*** Provided data

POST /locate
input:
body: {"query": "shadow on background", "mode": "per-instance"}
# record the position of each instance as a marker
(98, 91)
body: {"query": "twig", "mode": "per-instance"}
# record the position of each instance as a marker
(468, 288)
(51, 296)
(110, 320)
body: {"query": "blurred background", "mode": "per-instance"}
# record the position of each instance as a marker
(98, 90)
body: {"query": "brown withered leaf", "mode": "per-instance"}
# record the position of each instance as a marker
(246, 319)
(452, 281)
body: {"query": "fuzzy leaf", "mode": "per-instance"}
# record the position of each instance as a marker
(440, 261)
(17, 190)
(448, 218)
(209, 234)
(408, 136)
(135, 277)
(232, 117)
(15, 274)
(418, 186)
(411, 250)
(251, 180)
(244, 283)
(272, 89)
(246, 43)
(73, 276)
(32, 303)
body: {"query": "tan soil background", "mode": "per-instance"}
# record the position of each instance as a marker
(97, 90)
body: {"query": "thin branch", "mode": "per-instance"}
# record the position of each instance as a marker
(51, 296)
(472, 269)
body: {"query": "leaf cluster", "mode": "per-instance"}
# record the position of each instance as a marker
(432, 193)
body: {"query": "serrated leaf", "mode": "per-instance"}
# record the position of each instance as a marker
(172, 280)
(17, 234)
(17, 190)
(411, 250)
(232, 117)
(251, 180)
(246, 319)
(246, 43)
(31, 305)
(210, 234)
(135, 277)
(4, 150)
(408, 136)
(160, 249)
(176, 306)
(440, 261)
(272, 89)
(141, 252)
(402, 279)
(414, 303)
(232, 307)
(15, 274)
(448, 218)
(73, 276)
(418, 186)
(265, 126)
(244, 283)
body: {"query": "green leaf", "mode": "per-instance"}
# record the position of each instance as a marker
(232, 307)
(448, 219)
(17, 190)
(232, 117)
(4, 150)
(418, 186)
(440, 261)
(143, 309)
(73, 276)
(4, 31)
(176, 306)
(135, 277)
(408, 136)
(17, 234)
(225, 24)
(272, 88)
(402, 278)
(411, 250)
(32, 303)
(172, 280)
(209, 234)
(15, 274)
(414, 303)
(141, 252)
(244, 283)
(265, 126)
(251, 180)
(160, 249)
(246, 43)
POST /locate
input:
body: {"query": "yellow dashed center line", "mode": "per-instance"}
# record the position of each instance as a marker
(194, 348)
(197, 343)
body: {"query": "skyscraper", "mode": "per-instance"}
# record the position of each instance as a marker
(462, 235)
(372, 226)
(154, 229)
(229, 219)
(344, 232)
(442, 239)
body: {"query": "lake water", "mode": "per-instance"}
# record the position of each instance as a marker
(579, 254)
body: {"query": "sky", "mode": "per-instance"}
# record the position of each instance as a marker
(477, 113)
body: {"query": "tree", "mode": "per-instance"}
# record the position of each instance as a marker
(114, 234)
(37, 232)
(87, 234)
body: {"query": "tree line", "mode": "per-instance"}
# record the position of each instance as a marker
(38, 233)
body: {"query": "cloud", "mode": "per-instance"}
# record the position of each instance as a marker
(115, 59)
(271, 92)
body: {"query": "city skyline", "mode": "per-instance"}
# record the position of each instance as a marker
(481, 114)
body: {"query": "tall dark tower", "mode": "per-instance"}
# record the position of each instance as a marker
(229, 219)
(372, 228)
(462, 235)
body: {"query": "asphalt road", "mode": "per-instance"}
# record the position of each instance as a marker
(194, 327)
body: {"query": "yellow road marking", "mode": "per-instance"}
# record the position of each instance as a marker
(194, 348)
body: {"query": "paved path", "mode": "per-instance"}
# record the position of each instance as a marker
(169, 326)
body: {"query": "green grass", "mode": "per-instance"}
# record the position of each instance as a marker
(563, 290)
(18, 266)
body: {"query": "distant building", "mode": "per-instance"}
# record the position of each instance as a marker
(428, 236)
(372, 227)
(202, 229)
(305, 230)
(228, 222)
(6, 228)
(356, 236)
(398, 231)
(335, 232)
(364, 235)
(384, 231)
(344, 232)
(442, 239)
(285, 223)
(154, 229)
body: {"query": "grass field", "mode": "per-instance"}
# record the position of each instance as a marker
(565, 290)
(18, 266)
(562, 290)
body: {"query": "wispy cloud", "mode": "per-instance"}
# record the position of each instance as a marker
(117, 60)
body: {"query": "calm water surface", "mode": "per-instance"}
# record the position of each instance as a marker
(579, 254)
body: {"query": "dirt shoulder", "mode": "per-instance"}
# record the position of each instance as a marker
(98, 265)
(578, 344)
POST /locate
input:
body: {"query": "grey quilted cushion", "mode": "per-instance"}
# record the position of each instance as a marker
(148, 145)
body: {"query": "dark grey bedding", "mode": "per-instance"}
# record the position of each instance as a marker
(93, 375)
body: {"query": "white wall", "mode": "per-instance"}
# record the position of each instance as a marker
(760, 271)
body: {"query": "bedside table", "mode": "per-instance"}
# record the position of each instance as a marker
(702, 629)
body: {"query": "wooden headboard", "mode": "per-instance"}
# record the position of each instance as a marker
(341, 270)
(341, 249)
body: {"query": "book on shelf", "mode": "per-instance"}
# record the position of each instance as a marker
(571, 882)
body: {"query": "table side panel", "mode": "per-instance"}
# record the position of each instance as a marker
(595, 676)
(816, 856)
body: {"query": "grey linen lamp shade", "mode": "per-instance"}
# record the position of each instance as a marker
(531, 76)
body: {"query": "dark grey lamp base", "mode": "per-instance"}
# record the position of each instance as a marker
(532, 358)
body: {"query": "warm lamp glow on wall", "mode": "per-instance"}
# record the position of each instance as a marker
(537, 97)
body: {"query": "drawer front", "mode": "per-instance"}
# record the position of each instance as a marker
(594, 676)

******
*** Provided data

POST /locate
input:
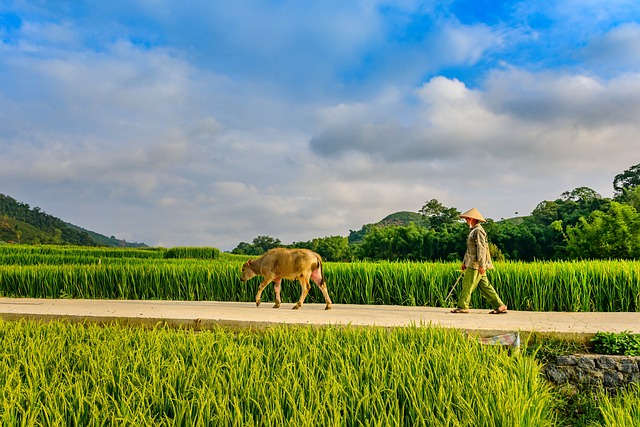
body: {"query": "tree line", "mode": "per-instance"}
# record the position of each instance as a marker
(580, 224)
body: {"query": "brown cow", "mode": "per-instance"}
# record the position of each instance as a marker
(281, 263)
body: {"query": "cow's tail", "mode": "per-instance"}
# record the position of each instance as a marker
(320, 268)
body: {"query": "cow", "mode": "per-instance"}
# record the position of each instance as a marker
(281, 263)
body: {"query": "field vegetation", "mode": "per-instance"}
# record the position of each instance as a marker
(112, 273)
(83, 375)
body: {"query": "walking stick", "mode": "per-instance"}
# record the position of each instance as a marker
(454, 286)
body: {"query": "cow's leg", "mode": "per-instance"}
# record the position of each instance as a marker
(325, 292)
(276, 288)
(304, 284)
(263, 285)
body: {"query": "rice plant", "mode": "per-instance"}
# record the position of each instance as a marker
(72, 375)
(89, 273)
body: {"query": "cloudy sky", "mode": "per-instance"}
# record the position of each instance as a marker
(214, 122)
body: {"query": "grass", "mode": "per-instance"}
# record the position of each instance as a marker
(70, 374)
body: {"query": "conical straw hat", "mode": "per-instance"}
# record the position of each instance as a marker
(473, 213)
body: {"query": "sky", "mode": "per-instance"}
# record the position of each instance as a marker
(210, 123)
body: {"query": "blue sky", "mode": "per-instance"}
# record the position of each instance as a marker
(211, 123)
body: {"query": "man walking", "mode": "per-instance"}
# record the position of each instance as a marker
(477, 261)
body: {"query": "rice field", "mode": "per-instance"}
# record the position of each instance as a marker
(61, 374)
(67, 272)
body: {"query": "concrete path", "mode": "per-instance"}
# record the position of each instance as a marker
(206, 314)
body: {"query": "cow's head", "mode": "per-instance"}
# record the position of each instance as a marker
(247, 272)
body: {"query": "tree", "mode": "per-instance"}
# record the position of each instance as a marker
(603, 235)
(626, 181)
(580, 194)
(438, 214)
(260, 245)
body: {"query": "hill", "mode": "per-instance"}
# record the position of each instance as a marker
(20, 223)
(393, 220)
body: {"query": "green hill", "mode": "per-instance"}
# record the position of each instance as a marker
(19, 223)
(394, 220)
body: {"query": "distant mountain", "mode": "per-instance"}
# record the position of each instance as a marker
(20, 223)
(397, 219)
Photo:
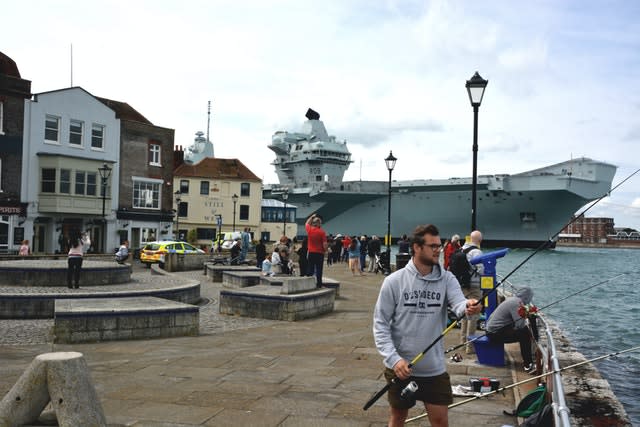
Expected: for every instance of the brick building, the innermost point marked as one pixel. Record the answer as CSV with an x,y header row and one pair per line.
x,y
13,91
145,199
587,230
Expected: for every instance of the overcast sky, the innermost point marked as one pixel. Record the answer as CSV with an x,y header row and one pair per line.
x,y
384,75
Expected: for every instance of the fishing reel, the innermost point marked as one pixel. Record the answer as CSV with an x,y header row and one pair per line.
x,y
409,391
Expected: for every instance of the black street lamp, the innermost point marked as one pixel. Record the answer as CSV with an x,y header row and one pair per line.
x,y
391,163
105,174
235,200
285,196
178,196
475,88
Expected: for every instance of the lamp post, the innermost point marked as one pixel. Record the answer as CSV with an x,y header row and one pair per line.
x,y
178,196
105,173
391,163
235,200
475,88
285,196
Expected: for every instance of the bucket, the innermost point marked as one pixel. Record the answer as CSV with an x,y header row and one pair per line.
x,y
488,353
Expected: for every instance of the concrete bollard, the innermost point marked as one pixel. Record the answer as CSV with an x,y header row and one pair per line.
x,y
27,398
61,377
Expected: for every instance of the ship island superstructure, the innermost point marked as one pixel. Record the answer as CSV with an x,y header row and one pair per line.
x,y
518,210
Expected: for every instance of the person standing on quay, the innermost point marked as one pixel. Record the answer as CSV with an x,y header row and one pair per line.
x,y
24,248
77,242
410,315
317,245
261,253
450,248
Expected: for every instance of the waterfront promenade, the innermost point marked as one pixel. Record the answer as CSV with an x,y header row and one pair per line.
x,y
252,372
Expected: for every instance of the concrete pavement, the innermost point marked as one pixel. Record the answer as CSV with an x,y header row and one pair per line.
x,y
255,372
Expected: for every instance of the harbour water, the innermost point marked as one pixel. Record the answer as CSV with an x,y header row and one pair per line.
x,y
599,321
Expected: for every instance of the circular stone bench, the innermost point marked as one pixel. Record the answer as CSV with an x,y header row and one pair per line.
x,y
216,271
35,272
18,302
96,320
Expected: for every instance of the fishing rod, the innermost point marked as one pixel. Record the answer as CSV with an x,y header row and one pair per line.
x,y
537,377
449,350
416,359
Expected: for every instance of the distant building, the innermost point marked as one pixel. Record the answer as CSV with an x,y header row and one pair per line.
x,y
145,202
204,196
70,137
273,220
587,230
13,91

******
*** Provided data

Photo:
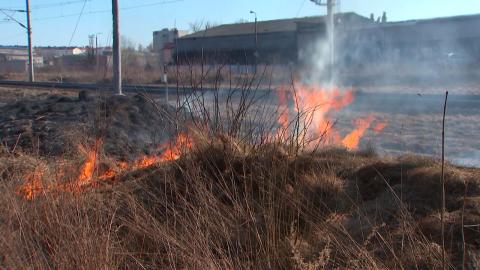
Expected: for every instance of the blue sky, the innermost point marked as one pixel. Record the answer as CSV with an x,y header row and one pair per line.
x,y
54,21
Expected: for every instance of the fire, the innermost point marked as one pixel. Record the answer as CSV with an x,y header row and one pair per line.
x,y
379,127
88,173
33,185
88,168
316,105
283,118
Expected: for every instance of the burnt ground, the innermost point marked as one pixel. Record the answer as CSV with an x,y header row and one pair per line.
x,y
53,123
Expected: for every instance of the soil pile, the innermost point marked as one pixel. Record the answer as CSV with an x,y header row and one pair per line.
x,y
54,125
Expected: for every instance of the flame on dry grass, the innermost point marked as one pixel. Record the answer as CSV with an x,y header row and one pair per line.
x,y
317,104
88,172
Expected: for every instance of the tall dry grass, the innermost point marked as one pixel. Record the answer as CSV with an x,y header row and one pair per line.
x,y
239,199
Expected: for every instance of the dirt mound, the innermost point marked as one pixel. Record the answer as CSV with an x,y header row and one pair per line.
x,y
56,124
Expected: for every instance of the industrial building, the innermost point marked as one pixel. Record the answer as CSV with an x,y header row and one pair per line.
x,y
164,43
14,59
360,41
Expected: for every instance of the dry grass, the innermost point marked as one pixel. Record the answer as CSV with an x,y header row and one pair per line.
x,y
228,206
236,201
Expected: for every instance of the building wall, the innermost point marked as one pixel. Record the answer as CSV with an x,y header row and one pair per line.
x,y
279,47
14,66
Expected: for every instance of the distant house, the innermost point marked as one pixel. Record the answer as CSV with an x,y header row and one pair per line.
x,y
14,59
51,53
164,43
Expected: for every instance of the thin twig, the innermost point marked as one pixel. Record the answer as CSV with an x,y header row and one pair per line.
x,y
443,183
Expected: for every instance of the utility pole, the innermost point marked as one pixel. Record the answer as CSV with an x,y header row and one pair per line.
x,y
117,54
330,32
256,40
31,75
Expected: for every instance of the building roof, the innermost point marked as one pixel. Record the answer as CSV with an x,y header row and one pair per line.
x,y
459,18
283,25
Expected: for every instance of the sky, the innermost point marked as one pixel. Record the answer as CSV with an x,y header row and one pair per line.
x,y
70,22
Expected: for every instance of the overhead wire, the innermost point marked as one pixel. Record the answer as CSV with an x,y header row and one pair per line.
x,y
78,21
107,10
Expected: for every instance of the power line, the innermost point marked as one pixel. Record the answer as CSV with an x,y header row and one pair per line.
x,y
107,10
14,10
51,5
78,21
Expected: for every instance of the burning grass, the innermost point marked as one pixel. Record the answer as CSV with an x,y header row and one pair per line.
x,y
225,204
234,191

******

When the string "rice" appears in a line of the records above, that line is to be copied.

Task response:
body: {"query": "rice plant", "mode": "per-instance"}
body: {"query": "rice field", "mode": "per-instance"}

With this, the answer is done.